Write out the figure legend below word for word, in full.

**Given text:**
=======
Figure 1. E2 activates ezrin and induces rapid actin cytoskeleton rearrangement in T47-D cells.

(A) and (B) show the time- and dose-dependent ezrin activation in T47-D breast cancer cells after treatment with E2. Total cell amount of wild-type (ezrin) or Thr567-phosphorylated ezrin (P-ezrin) are shown with western blot. P-ezrin densitometry values were adjusted to ezrin intensity, then normalized to expression from the control sample. * = P<0.05 vs. corresponding control; ** = P<0.01 vs. corresponding control. (C) shows dose-dependent ezrin phosphorylation at Tyr353 after treatment with E2 for 15 minutes in T47-D cells. Tyr353-phosphorylated ezrin (P-ezrin) are shown with western blot and actin is taken as the loading control. (D) In MCF-7 breast cancer cells, E2 induced ezrin phosphorylation at Thr567 in a time-dependent manner. (E) T47-D cells were treated with E2 (10−8 M) for the indicated time. Then the cells were stained with anti-phospho-Thr567 ezrin (P-ezrin) linked to FITC. Actin was stained with phalloidin linked to Texas Red and nuclei were counterstained with DAPI. White arrows indicate the lamellipodia. All the experiments were repeated three times with consistent results, and the representative images are shown.
=======
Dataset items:
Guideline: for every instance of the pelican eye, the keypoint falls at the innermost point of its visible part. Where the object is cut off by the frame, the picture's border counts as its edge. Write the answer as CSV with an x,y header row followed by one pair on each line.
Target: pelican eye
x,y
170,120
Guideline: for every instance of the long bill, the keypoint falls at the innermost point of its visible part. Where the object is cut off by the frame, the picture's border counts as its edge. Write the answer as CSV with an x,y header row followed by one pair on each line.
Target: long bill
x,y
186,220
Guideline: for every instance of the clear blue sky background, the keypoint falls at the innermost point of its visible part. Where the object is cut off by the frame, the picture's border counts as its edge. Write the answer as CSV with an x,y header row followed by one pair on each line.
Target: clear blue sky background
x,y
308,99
=======
**Answer box:**
Figure 1. E2 activates ezrin and induces rapid actin cytoskeleton rearrangement in T47-D cells.

(A) and (B) show the time- and dose-dependent ezrin activation in T47-D breast cancer cells after treatment with E2. Total cell amount of wild-type (ezrin) or Thr567-phosphorylated ezrin (P-ezrin) are shown with western blot. P-ezrin densitometry values were adjusted to ezrin intensity, then normalized to expression from the control sample. * = P<0.05 vs. corresponding control; ** = P<0.01 vs. corresponding control. (C) shows dose-dependent ezrin phosphorylation at Tyr353 after treatment with E2 for 15 minutes in T47-D cells. Tyr353-phosphorylated ezrin (P-ezrin) are shown with western blot and actin is taken as the loading control. (D) In MCF-7 breast cancer cells, E2 induced ezrin phosphorylation at Thr567 in a time-dependent manner. (E) T47-D cells were treated with E2 (10−8 M) for the indicated time. Then the cells were stained with anti-phospho-Thr567 ezrin (P-ezrin) linked to FITC. Actin was stained with phalloidin linked to Texas Red and nuclei were counterstained with DAPI. White arrows indicate the lamellipodia. All the experiments were repeated three times with consistent results, and the representative images are shown.